● **What to do**
Give the listing again word for word. Skip the pictures.

● **Records for this exercise**
• • •

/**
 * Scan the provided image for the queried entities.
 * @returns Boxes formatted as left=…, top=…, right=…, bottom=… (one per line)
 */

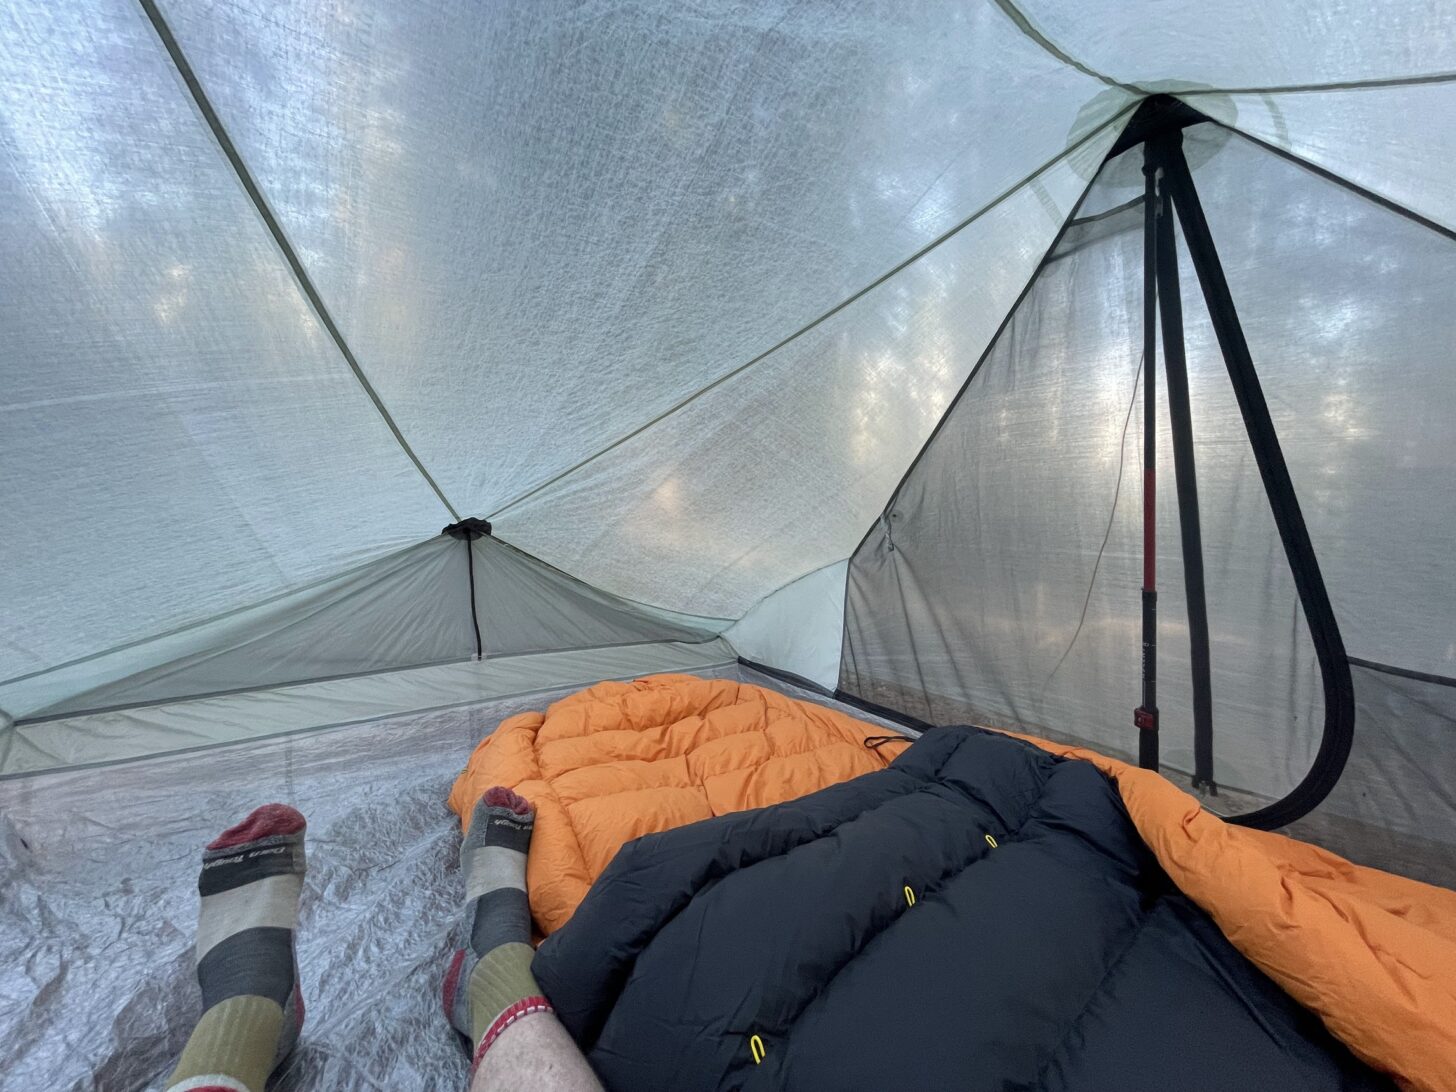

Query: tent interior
left=3, top=0, right=1454, bottom=1088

• • •

● **Result**
/**
 * Scan the provided image for the queried entities.
 * @returns Boxes formatted as left=…, top=…, right=…, bottom=… (one per line)
 */


Query: tent interior
left=3, top=0, right=1454, bottom=1088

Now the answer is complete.